--- Document extract ---

Bill Baxter (68/68) Oct 28 2006 I'm not a big fan of magic operator method names. Python has its

Jarrett Billingsley (9/32) Oct 28 2006 Basically you've just replaced "opAdd" etc. with "myPlus" etc. ;) I kn...
Mike Parker (16/23) Oct 28 2006 The idea behind opAdd and friends is that they establish an explicit

Chris Nicholson-Sauls (6/33) Oct 28 2006 Additionally, it allows for some minimizing. For example, instead of an...
rm (18/41) Oct 28 2006 Personally, I think binary operators should be static functions or

Walter Bright (27/31) Oct 30 2006 The reasons for "opAdd" instead of "operator+" are:

Bill Baxter (69/107) Oct 30 2006 Most of those are just perversities that don't exist in real code.

Walter Bright (33/107) Oct 31 2006 Perhaps you're right, but I sure get tired of things in C++ that work

Daniel Keep (12/20) Oct 30 2006 Just pointing out that Lua's special methods are in a completely

Bill Baxter <wbaxter gmail.com> writes:

I'm not a big fan of magic operator method names.  Python has its 
__add__ etc methods, Lua has very similar, D has opAdd etc.
Personally I prefer C++'s way of just using the syntax itself.  I find 
it a lot easier to remember and it looks less "magical".

---

Written instruction 1
Reproduce the passage of the operator-naming forum thread starting at "Bill Baxter <wbaxter" and ending at "has opAdd etc.".
Written instruction 2
Answer these questions using the operator-naming forum thread:
(a) What method name does Python use for addition, according to Bill Baxter's post?
(b) Which language's approach to operator syntax does Bill Baxter say he prefers?
(c) On what date did Walter Bright post the reply that begins "The reasons for "opAdd" instead of "operator+" are:"?
Written instruction 3
Continue the operator-naming forum thread from its final sentence.
The lines after this text come from a separate source.

--- Source data ---

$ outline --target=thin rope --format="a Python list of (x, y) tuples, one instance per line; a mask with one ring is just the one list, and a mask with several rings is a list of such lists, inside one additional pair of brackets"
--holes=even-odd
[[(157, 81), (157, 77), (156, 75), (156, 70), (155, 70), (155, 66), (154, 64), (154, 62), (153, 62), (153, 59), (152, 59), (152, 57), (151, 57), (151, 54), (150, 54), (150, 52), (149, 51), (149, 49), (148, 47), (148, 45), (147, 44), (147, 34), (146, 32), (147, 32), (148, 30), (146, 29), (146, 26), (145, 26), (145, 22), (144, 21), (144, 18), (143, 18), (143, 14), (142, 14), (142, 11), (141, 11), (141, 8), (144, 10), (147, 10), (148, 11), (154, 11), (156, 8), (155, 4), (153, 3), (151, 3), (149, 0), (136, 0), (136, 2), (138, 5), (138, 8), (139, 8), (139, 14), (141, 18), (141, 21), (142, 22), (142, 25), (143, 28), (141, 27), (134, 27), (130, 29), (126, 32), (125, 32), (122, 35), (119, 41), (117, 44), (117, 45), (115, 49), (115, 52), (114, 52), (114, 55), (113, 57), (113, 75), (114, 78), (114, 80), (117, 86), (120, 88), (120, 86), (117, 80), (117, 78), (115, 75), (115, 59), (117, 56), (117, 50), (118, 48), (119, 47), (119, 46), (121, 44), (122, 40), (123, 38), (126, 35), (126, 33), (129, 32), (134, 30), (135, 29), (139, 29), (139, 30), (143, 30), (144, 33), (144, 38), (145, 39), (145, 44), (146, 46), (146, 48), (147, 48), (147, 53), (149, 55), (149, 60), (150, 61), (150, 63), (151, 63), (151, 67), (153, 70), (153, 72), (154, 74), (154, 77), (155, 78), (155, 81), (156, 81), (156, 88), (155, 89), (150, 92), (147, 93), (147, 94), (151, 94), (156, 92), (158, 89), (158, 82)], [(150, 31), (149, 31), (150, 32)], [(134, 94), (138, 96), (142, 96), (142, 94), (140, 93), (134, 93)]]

---

Final result 1
Bill Baxter <wbaxter gmail.com> writes:

I'm not a big fan of magic operator method names.  Python has its 
__add__ etc methods, Lua has very similar, D has opAdd etc.

Final result 2
(a) __add__
(b) C++
(c) Oct 30 2006

Final result 3
I started wondering if it might be able to accomplish something like 
that using mixins.  Here's an example of what I've gotten to work so far:

class AClass
{
     // Look ma! I'm overloading operators by symbols!
     mixin Operator!("+", myPlus);
     mixin Operator!("+=", myPlusEq);
     mixin Operator!("-", myMinus);
     mixin Operator!("-=", myMinusEq);

     // the actual operator overload implementations
     int myPlus(int v){ return m_value + v; };
     int myMinus(int v){ return m_value - v; };
     int myPlusEq(int v){ return m_value += v; };
     int myMinusEq(int v){ return m_value -= v; };

     int m_value = 0;
}

void main()
{
     // example use
     AClass a = new AClass();
     a += 3;
     writefln("a is: ", a.m_value);
     writefln("a+5 is: ", a + 5);
     a -= 10;
     writefln("a-=10; a is now: ", a.m_value);
     writefln("a-5 is: ", a - 5);
}

// The guy who makes it happen
template Operator(char[] op, alias OpFn )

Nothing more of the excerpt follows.